━━ SELECTED TEXT

From childhood we have learned that some things are absolutely important to do every day. Right? Like brushing your teeth every night before bed. Like making your bed when you get up. Like going to the dentist every 6 months for a cleaning. Like eating healthy food.
And none of us would want to trivialize any of those good habits. They have been ingrained in us for our entire lives! Let’s give thanks for those who taught us those healthy daily habits.
There may come a time in our lives when these are less important. We may find that happiness, contentment, enjoyment, and even just calmness are more important. Here is what I mean.
Many Parkinson’s patients experience a cognitive decline as the disease progresses, and as their ability to reason decreases, their tendency to desire healthy living may also decrease. Obviously, this includes those without Parkinson’s who exhibit signs of dementia or Alzheimer’s Disease as well.
With this cognitive decline comes a lack of ability to reason or choose wisely. Sadly, this means that caregivers like us begin to move into a role that resembles a parent, and many times we are accused of nagging.
We have now entered the stage of the disease where we must decide which habits we can just “let go.” About 6 months before Carlton passed away, he was under Hospice care, not walking on his own, barely standing to be transferred, very weak and down about 60 pounds from his normal weight. But he said to me one morning, “When is my next dentist appointment? It’s about time for a cleaning, isn’t it?”
Well, yes it was past time. But I had canceled the appointment because he was so weak. He could never have held open his mouth long enough to have his teeth clean, and the effort it would take just to get him there would not have been worth the benefit. (I did not convey any of that to him, however.)

━━━━
━━ ENTRIES SHOWN

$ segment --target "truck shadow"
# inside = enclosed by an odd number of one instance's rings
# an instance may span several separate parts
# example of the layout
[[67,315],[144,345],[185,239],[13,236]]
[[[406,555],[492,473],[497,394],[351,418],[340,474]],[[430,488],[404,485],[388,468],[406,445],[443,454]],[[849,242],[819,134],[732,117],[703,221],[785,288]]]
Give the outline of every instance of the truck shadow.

━━━━
━━ ENTRIES SHOWN

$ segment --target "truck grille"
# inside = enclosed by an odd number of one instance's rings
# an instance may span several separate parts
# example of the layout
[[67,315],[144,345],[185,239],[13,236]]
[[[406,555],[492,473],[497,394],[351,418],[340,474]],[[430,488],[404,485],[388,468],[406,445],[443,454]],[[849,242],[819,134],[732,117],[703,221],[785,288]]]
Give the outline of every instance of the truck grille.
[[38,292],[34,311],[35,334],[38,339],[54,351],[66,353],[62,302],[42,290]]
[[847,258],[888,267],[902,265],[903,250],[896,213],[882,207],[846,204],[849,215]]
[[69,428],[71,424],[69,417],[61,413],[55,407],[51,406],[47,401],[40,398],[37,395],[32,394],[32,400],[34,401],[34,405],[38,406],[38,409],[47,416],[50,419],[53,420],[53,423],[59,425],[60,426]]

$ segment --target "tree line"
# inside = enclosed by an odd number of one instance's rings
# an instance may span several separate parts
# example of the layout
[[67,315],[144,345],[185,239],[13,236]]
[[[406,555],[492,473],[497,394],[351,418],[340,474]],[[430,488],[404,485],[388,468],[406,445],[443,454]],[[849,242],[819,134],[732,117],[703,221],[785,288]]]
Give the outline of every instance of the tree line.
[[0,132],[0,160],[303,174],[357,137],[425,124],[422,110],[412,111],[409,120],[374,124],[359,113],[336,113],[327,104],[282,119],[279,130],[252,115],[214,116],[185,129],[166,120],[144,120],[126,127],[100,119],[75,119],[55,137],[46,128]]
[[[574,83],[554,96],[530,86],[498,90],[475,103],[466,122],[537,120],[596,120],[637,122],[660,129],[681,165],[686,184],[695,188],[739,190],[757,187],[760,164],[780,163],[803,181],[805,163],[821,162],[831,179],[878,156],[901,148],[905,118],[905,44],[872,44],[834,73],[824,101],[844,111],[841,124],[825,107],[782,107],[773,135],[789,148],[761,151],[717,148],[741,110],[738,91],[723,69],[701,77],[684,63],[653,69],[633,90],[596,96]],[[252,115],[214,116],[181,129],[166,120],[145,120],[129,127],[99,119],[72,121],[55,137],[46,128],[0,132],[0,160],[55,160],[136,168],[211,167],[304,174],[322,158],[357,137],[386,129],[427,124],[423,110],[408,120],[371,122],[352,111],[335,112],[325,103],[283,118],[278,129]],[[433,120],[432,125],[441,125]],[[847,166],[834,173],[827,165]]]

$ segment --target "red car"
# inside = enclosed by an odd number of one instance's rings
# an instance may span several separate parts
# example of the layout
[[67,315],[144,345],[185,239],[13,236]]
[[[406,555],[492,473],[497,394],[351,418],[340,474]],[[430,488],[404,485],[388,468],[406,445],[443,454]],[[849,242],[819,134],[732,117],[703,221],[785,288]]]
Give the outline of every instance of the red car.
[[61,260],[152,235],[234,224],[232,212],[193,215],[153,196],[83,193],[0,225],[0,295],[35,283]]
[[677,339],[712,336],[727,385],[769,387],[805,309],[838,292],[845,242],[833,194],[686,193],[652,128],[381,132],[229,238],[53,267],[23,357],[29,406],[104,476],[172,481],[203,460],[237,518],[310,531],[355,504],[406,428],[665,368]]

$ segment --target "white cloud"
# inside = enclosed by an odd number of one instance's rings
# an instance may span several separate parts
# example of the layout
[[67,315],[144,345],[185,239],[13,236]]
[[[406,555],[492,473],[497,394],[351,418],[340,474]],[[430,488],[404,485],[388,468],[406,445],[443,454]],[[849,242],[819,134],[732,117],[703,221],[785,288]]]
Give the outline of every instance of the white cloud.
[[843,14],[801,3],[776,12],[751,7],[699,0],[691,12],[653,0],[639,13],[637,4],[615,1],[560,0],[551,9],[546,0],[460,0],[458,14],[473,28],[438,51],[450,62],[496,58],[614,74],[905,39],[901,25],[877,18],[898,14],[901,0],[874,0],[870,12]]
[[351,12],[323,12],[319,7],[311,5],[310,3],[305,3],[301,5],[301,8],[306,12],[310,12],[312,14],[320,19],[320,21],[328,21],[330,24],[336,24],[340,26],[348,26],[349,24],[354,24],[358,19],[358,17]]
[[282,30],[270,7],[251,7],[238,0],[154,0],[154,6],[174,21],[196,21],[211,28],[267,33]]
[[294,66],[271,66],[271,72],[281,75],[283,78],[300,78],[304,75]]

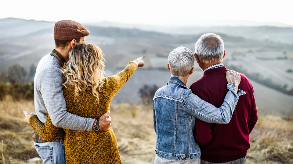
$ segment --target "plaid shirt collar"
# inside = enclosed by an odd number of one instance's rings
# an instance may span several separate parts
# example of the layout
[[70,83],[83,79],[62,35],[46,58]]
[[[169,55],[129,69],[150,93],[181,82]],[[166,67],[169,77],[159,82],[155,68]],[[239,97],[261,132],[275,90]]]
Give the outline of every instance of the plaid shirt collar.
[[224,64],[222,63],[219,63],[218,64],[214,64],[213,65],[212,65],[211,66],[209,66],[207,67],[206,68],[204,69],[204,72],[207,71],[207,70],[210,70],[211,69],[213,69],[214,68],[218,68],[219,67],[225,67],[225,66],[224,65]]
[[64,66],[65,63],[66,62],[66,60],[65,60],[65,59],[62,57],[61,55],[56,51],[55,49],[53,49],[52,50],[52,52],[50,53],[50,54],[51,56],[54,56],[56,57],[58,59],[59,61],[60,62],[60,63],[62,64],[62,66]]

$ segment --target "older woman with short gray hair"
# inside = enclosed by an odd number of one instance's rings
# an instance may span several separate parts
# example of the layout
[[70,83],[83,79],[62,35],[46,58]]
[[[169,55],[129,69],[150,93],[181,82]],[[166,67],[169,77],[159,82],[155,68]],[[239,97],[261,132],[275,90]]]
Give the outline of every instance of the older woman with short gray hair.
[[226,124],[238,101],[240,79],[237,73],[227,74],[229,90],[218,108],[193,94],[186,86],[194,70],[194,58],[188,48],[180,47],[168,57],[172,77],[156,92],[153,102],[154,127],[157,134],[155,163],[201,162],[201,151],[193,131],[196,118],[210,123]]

━━━━

TASK INSTRUCTIONS ->
A) Using the caregiving passage, explain in one to three sentences why the dentist appointment was canceled.
B) Please say whether each statement agrees with the caregiving passage, answering yes or no and quoting the words that decide it: (i) Carlton asked when his next dentist appointment was. (ii) The writer told Carlton why the appointment had been canceled. (iii) While under Hospice care, Carlton was still walking on his own.
C) Extend the caregiving passage from its last sentence.
The dataset entries are separate material and have no connection to the caregiving passage.

ANSWERS ->
A) The appointment was canceled because Carlton was so weak. He could never have held his mouth open long enough for a cleaning, and the effort of getting him there would not have been worth the benefit.

B)
(i) Yes: "When is my next dentist appointment?"
(ii) No: "I did not convey any of that to him, however."
(iii) No: "not walking on his own"

C)
I made up a story, telling him the appointment was several months ahead due to rescheduling. It was easier to NOT tell him that we were just going to let that healthy habit go. But I made that decision unilaterally.
Other caregivers have expressed to me that they have done similarly with actual trips that had been planned. But near the time of departure, they had realized that the time for that type of thing had passed. Staying home was not only easier but best for everyone involved.
At one point during our 18-month Hospice time, our sweet nurse told me to let Carlton have anything he wanted to eat and drink. I had been constantly telling him to not drink sweet tea, but instead drink water. She told me that prodding him to eat or drink one thing or another wasn’t going to add days to his life. And it was annoying him. This reminds me of something Carlton used to say often.
My point today is that there are some things we must let go of in favor of peace, calm, and contentment. Like going to the dentist for a check-up when he/she is in late-stage Parkinson’s. That is not necessary. Like making yourselves go on an extended trip when you know it will be more work than pleasure.
When it is time for us to make these decisions, let’s pray for wisdom, let’s seek advice from other caregivers and family, and let’s be decisive, never looking back. “Let it go!”
Blessings on you and your family today. Thank you for reading and commenting!
P.S. Book update – I have signed the contract with the publisher, and I’m waiting for the first round of edits to begin. This is so exciting! What do you think of this title- “Parkinson’s Caregivers – Yes, there is HOPE!”